Please return every line of the records that contains the string "roof".

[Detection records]
·····

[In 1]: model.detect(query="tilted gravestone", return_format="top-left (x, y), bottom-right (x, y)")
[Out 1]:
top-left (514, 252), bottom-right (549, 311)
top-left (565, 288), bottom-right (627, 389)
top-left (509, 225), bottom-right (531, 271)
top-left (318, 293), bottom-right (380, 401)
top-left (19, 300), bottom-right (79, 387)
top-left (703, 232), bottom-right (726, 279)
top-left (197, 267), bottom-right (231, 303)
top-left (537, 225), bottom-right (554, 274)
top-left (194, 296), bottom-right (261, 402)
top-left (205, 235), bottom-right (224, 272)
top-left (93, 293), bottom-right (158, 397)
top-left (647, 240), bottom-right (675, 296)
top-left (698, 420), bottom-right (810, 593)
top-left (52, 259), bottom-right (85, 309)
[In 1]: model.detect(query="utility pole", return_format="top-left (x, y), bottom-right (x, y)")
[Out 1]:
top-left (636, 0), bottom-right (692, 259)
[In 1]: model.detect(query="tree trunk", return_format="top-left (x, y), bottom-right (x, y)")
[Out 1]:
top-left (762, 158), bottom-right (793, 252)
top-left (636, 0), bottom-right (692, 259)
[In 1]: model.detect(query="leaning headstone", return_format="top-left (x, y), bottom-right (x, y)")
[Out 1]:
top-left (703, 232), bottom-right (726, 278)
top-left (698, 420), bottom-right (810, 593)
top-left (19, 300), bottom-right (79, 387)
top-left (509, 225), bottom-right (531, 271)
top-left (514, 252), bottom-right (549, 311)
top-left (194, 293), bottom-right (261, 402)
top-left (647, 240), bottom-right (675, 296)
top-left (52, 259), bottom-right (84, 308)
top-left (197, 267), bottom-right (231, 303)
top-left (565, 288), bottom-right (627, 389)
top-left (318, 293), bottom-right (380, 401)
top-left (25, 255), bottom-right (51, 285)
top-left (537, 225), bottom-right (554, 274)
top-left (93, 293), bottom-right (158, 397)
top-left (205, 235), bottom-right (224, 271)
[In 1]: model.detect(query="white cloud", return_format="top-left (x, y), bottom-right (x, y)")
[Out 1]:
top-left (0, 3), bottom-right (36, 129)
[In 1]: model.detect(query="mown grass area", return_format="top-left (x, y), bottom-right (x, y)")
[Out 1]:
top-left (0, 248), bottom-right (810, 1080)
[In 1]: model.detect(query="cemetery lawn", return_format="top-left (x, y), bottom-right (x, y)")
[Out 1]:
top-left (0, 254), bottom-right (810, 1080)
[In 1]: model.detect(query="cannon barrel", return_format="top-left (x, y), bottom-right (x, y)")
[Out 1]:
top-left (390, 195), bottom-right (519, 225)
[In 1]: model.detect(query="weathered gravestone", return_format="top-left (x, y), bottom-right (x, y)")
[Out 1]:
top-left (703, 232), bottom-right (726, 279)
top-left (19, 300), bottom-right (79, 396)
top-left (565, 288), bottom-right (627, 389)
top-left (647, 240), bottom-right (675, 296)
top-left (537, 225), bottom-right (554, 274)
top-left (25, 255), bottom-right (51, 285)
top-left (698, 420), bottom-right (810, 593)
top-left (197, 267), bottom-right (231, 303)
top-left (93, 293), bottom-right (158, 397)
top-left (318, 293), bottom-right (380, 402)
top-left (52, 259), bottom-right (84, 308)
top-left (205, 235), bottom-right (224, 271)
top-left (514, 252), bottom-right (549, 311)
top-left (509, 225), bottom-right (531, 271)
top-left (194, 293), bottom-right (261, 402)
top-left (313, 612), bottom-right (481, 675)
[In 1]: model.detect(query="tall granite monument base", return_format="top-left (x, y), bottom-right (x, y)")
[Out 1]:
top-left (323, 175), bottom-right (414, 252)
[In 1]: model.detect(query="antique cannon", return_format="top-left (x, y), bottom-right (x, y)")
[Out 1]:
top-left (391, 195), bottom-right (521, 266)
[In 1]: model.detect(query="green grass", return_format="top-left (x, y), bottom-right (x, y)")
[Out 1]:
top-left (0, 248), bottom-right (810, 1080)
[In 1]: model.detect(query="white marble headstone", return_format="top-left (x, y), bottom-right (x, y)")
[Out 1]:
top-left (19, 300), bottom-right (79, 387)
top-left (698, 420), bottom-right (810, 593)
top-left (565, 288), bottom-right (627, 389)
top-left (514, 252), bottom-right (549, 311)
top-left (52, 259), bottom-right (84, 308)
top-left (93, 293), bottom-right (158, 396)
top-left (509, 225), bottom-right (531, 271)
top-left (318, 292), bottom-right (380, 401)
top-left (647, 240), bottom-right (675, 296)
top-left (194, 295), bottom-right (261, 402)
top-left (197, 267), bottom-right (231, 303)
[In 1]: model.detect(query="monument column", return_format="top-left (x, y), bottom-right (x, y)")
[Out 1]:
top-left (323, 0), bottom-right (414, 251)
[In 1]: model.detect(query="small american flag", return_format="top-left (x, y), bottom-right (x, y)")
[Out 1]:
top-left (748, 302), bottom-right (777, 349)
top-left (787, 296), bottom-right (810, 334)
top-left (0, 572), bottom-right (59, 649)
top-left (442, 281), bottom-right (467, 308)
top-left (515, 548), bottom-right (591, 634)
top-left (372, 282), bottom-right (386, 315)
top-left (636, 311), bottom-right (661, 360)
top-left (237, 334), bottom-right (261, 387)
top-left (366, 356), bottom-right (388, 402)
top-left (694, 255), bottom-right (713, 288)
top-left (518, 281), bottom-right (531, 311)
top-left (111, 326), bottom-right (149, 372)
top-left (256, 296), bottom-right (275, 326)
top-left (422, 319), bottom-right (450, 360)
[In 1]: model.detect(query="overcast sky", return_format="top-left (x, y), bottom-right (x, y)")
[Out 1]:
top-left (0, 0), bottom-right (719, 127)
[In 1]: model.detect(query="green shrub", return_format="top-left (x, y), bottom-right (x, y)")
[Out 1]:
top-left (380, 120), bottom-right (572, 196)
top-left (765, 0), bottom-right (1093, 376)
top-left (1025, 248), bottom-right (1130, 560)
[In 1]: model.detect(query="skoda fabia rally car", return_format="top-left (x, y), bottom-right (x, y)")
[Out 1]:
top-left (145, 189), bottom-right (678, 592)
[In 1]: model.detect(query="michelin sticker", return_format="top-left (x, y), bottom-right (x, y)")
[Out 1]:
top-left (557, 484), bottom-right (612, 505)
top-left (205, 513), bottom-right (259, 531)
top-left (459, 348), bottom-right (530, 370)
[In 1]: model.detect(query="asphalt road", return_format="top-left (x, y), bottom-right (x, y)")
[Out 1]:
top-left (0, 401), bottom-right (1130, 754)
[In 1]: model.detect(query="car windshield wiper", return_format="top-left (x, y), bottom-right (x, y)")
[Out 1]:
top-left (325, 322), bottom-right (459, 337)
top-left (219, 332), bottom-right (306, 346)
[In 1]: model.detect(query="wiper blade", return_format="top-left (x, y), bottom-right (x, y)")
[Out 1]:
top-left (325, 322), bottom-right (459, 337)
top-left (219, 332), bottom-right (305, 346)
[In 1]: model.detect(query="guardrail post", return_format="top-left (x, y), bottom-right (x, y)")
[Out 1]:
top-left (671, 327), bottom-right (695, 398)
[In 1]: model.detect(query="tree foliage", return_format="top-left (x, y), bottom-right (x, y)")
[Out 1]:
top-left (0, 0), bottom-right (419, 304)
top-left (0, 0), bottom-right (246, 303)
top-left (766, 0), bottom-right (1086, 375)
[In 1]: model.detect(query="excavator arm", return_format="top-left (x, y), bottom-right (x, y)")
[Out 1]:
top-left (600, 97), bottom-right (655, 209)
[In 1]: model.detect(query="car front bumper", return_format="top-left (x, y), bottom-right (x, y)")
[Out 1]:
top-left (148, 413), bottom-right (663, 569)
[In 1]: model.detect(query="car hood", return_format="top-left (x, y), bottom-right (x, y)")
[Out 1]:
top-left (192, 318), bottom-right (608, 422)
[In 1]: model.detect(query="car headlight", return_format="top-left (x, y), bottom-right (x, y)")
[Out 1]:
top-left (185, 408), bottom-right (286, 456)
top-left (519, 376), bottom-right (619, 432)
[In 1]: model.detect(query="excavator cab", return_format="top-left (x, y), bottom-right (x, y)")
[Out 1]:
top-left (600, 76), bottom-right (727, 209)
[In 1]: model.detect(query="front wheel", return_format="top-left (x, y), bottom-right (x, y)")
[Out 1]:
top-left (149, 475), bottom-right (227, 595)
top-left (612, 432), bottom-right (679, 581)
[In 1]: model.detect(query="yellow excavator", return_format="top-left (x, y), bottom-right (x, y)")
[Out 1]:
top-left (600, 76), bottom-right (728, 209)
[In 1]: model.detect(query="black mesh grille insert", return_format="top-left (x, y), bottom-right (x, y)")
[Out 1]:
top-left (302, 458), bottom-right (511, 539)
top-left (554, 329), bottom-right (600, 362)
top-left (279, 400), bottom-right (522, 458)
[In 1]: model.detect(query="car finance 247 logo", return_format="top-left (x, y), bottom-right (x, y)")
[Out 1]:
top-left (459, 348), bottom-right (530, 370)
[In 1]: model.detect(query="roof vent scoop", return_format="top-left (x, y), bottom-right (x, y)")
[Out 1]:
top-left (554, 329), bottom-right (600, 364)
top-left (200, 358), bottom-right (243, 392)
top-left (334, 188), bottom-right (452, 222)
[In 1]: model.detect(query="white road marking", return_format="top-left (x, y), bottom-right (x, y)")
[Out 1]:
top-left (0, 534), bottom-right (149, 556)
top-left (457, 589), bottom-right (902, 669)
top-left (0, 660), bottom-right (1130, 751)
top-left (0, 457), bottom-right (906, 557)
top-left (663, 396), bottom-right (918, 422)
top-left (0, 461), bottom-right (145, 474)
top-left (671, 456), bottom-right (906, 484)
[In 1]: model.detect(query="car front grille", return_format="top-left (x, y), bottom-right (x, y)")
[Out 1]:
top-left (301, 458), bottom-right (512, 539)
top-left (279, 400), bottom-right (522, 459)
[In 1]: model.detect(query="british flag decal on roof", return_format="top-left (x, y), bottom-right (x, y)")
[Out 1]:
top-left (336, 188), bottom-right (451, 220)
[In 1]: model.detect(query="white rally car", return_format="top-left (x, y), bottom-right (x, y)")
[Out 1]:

·····

**The answer**
[In 1]: model.detect(query="roof vent scoop", return_format="top-left (x, y), bottom-right (x, y)")
[In 1]: model.detect(query="british flag decal on roof", return_format="top-left (x, y), bottom-right (x, y)")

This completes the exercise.